▸ INSTRUCTIONS TO FOLLOW
Without the images, print all the entries below exactly as given.

— BEGIN —

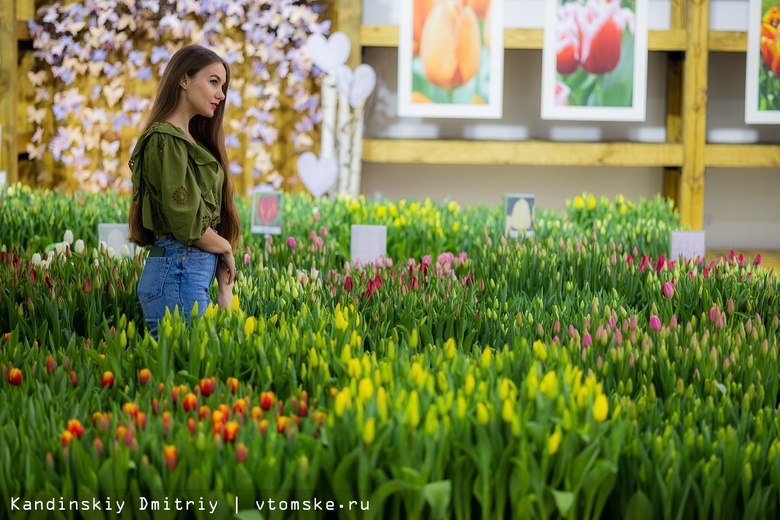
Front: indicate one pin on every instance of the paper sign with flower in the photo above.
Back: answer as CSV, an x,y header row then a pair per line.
x,y
762,80
267,210
595,60
451,58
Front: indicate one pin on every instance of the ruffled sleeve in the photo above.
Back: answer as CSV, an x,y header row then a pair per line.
x,y
180,194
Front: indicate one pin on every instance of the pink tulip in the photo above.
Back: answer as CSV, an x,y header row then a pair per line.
x,y
655,323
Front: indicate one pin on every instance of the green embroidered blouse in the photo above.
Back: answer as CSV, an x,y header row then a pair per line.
x,y
177,184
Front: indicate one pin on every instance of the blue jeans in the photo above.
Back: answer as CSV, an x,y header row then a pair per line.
x,y
178,279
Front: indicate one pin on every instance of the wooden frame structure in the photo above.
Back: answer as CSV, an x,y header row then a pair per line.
x,y
684,156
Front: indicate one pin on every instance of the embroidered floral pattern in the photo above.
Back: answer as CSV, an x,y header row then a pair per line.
x,y
180,196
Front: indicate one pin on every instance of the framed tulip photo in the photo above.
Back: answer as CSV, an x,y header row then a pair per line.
x,y
762,78
451,58
594,61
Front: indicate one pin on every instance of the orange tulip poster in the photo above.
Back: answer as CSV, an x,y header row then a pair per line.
x,y
594,63
762,80
451,58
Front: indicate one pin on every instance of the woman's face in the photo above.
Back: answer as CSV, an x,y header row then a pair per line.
x,y
203,92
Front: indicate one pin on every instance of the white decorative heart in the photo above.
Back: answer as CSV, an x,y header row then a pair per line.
x,y
329,53
363,83
318,175
343,79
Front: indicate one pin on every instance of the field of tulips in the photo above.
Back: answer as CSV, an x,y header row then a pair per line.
x,y
577,374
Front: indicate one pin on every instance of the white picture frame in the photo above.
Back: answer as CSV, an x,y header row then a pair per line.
x,y
436,93
576,89
758,78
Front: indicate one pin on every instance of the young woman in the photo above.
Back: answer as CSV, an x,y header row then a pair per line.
x,y
182,195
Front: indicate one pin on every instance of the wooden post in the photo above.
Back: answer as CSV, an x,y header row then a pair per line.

— END —

▸ RIGHT ANSWER
Front: indicate one pin on every instance of the paper sign with flower in the photo above.
Back: answer as CSV, an x,y header row then a pair per line.
x,y
762,80
267,210
595,60
451,58
Front: indicate one pin on every instance of the ruffled sleeve in the photo above.
Back: answer as CSV, an x,y header row then a pair per line.
x,y
180,194
Front: indicate one pin on every instance of the pink tulip in the photo above.
Back: answer as CSV, an x,y header row then a pair per line.
x,y
655,323
Front: indicate one pin on every instance of the green embroidered blouse in the photo above.
Back: answer as CSV, an x,y header row then a pair per line.
x,y
177,184
Front: indicate one pin on every instance of the blue jeans in the photo above.
Back: answer as CSV, an x,y header row then a pair per line.
x,y
178,279
Front: indicate one pin on every instance of the wooden frame structure in the photo above.
Back: answer as CSV, an x,y header row then a pair per line.
x,y
684,156
Front: indicate one pin on every instance of the embroidered floral pattern in the photo above.
Back: answer as CSV, an x,y header row then a pair per line.
x,y
180,196
Front: indicate one pin on every instance of the framed tulip photo in the photo above.
Back: answer as CSV, an x,y header row then a pair per line.
x,y
762,78
451,58
594,61
Front: indicate one pin on every instance of the orange tulip poster in the photo above.
Back: answer as CSV, an x,y header row then a pair per line.
x,y
594,63
762,80
451,58
Front: indicate one pin on every instance of the woman's face in the photo above.
Back: answer as CSV, an x,y header row then a pair per line.
x,y
203,92
Front: indicate one pin on every instance of the white decorative heart in the photo above.
Back: answer as CSV, an x,y header row then a pair per line.
x,y
329,53
363,83
318,175
343,79
Front: indicate one pin on every instance of the field of tulips in the photo above.
Back: answer as CSV, an x,y header row then a pair per line.
x,y
577,374
Front: indicate one pin on every instance of the white picture frame in the photo above.
Back: answer as CSV, an x,y header row then a pair per line.
x,y
436,93
576,89
758,78
Front: indicate one pin on every instance of the young woman in the photo above.
Back: answer as CSV, an x,y header row then a pair per line.
x,y
182,195
Front: indicate one pin on every instance of the wooden post in the photo above.
Back: answer as CSV, an x,y header row then a pair per line.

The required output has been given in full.